DATA PROVIDED section start
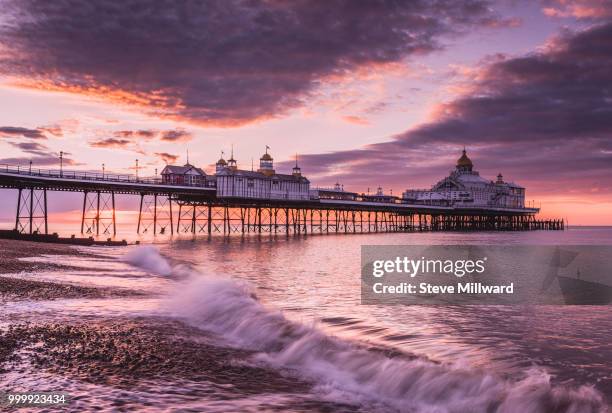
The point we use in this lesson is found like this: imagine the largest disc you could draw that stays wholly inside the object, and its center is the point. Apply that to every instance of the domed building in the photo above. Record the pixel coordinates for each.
(264, 183)
(464, 187)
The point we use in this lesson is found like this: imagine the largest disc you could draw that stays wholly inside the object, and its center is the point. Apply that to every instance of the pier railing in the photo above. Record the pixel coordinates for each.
(88, 175)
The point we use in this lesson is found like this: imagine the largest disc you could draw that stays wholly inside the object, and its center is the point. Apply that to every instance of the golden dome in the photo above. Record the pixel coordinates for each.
(464, 160)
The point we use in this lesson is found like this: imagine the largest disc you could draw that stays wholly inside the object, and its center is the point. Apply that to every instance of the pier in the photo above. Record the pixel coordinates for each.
(180, 208)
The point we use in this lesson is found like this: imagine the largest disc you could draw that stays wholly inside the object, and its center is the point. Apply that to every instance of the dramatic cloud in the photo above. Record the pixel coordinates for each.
(167, 157)
(41, 160)
(218, 62)
(111, 143)
(19, 132)
(540, 118)
(580, 9)
(178, 135)
(139, 134)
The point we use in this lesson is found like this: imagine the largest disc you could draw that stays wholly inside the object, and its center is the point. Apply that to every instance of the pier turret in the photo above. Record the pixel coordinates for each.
(266, 164)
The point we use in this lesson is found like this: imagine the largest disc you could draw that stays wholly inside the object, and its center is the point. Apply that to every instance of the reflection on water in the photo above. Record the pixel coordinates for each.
(315, 280)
DATA PROVIDED section end
TASK: Print each line, exactly as written, from the one that contains "the pier turret" to the end of the data above, with both end lines included and nothing else.

SOLUTION:
The point we use in this lesson is found like this: imagine the largest disc you could draw that stays wholly inside the object, and its center is the point. Apply that to every instance of the pier turret in the photo above. Record the pixel coordinates for each.
(266, 164)
The point we use in this lesson is found like this: imagine the largest disc you could draw that stays wholly inside the object, and its center is the point. Apply that to every instance of the reflection on water in the photo above. Record the pixel coordinates for each.
(315, 280)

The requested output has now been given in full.